Required work:
**1.** In the methods text on extracting participant counts, which Python library performs the parsing for the heuristic approach?
**2.** Decide whether each statement agrees with the methods text on extracting participant counts. Give yes or no for each, along with the deciding words of that text, quoted exactly.
(a) The heuristic approach relies in part on statistical learning.
(b) Each chunk received a 1536-dimensional embedding.
(c) Chunks were compared with the search query by cosine similarity.
**3.** Carry the methods text on extracting participant counts forward from its final sentence, writing the passage that would come next.

Provided text:
>>>
To extend the study of sample sizes presented in Poldrack et al. [2017], we used two approaches to extract the number of participant from the text of a study: a manually defined heuristic, and a workflow using OpenAI’s pre-trained GPT large language model.

4.5 pubextract heuristic

The heuristic approach proceeds in two steps. The first step recognizes mentions of participant groups in the text and extracts their different components (such as count and mean age). This is done with simple string matching and hard-coded rules – it does not involve any statistical learning. These rules are described by an Extended Backus–Naur Form (EBNF) grammar and parsing is performed by the Lark Python library. The second step aggregates the different group mentions detected in the first step and infers the participant group structure. The full implementation can be found on GitHub as part of the pubextract package.

4.6 GPT workflow

The GPT approach consists of two steps: a semantic search to identify the most relevant section of each paper, and a zero-shot prompt to extract participant count from a given section. First, we separated each paper into chunks of less than 2000 characters, using Markdown headers from the Body of each paper. If after exhausting all headers a section was above 2000 characters, we further subdivided it using newline characters, to reach a chunk under the desired length. Next, using the OpenAI API, we generated a 1536 dimensional embedding for all chunks in each article using the pre-trained “text-embedding-ada-002” model. To find the chunk most likely to contain participant demographic information for each article, we embedded a string search query using the same embedding model, and computed the euclidean distance between each chunk and the search embedding. After piloted various search queries, we settled on the following search query: ‘How many participants or subjects were recruited for this study?’. Finally, for each paper we attempted to extract participant demographics using a zeroshot prompt. Using OpenAI Chat Completion API, we prompted “GPT-3.5-turbo” using a template that inserted text from the nearest chunk from each article, and the instruction to “identify groups of participants that participated in the study, and underwent MRI.”. To ensure that GPT provided a structured response, we included a JSON Schema for the desired output to the model as part of the prompt, using the “function calling” parameter. If the model responded with a null object for a chunk, we iteratively re-attempted extraction on the next-nearest chunk until a response was generated. Finally, we applied a manually derived set of cleaning results to the final output of the model, such as dropping rows with missing values or predicted counts of “0”. The full implementation can be found on GitHub as part of the publang package.
<<<
Information supplied:
>>>
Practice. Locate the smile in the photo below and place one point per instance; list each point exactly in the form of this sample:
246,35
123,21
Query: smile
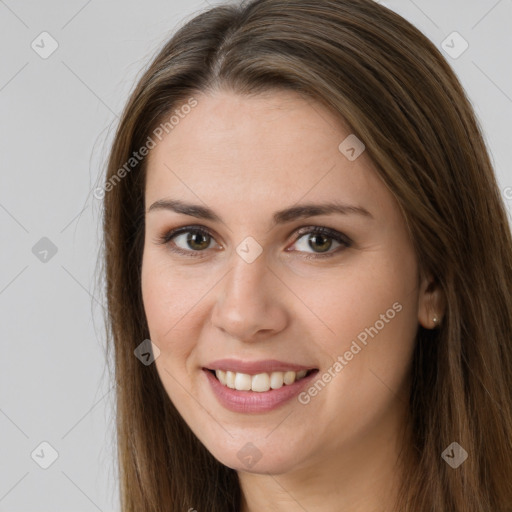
260,382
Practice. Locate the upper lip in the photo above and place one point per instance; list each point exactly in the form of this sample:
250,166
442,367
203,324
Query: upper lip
255,367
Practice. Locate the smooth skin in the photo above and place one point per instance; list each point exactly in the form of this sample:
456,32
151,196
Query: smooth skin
245,158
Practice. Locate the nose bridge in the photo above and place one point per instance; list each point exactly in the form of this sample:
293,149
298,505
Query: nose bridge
249,300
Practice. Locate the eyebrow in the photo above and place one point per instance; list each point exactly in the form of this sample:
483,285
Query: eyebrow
280,217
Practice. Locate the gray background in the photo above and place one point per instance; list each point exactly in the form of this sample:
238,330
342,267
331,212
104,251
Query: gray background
57,117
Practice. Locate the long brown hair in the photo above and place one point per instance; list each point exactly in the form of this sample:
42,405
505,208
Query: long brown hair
396,92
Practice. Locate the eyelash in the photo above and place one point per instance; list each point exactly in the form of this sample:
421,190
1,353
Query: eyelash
314,230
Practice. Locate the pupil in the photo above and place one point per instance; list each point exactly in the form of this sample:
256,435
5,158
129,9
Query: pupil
315,237
191,238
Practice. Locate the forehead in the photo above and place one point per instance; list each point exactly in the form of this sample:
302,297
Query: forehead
267,150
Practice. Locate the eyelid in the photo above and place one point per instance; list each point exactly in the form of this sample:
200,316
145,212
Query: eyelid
344,241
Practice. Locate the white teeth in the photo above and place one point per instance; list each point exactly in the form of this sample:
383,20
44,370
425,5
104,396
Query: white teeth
230,379
221,375
261,382
276,380
243,382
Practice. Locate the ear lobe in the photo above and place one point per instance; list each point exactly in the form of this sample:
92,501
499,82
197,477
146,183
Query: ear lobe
431,303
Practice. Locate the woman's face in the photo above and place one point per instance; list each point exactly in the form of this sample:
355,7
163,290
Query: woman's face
261,295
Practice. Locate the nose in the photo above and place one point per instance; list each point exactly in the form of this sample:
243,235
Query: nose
250,305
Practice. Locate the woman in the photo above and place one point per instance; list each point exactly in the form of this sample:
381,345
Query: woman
367,369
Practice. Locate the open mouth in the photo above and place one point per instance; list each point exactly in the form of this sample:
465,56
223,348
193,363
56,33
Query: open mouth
260,382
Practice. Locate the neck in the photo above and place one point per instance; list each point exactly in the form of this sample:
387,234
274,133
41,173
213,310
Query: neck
362,477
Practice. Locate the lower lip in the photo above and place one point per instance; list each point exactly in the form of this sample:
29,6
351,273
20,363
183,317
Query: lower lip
254,401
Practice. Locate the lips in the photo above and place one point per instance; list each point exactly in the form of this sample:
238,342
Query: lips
255,367
235,379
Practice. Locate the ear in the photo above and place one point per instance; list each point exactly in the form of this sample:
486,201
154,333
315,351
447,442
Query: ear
431,303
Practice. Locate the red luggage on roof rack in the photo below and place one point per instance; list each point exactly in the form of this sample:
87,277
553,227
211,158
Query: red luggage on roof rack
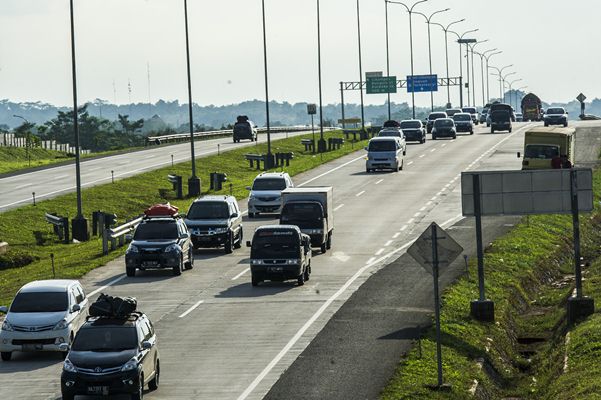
161,210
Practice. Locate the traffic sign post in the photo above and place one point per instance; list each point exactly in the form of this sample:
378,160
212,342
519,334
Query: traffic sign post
434,250
422,83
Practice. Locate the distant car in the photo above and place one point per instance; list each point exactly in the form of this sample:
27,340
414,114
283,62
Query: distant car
161,241
483,115
266,193
414,130
433,117
474,113
444,127
112,356
384,153
464,123
215,221
556,116
452,111
42,316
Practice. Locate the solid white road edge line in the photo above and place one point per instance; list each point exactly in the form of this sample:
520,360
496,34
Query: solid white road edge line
320,311
191,309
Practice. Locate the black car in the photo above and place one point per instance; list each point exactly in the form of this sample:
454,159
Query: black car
413,130
556,116
215,221
464,122
433,117
160,242
112,356
444,127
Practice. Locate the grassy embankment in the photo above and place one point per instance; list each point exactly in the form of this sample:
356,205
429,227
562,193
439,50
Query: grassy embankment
127,198
529,275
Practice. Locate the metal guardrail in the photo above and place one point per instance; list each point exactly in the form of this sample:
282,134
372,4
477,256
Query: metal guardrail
116,235
182,137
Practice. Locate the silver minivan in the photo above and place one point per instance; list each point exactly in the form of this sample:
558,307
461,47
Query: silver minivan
384,153
42,316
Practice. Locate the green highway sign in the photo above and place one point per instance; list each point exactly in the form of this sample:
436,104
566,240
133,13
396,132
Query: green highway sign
382,84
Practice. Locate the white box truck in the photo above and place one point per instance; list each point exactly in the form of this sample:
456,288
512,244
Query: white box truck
310,208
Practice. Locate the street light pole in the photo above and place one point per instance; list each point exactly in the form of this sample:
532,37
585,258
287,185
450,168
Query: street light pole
79,223
269,161
428,21
193,181
321,145
410,11
446,48
360,66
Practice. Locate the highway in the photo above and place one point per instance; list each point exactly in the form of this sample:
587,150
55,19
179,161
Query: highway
55,181
220,338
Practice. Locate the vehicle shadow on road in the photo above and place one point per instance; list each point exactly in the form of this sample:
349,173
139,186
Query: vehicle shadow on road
27,362
246,290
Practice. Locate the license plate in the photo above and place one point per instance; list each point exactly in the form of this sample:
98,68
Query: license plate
98,390
32,347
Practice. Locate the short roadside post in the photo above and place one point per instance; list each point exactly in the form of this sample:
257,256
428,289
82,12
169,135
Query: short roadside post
433,250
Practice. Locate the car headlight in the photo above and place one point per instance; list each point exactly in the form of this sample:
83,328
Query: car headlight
68,366
6,326
61,325
130,365
172,248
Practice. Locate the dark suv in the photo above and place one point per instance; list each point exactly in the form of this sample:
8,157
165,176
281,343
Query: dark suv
215,221
112,356
433,117
160,242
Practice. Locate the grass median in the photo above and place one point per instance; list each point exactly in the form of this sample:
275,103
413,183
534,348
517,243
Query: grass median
529,276
127,198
<<<
Task-by-task outputs:
**1.** The Lark Python library performs the parsing.

**2.**
(a) No: "it does not involve any statistical learning."
(b) Yes: "we generated a 1536 dimensional embedding for all chunks in each article"
(c) No: "computed the euclidean distance between each chunk and the search embedding."

**3.**
4.7 Validation

To validate the sample size extraction methods, we manually annotated 291 papers, which we divided into a training set of 188 and final validation set of 103 papers. We used the training example to iteratively improve the heuristic extraction rules, and the search query and extraction prompt using in the GPT approach (i.e. “prompt engineering”).

The code for performing this validation and the plots shown in this paper, as well as the manual annotations, can be found on GitHub. As detailed annotations about study participants demographics are useful on their own and for other projects, the annotation effort continues in the labelbuddy-annotations repository.

To validate the age extraction, we opened the automatically generated annotations in labelbuddy and checked them manually. In these papers, we found no errors in the age extraction.

Automatically extracting information about study participants from text is a difficult task and beyond the scope of the current paper. Our heuristic approach leaves much room for improvement, and statistical methods, for example based on pre-trained deep language models, would probably yield better results. What we aim to illustrate with this example project is that by using pubget we were able to focus on the task of interest (finding and analyzing the participants’ information), without spending time and effort on obtaining the relevant text. Moreover, the ability to easily annotate the documents with labelbuddy, and to visualize automatically generated annotations with the same tool, was key to an efficient validation step.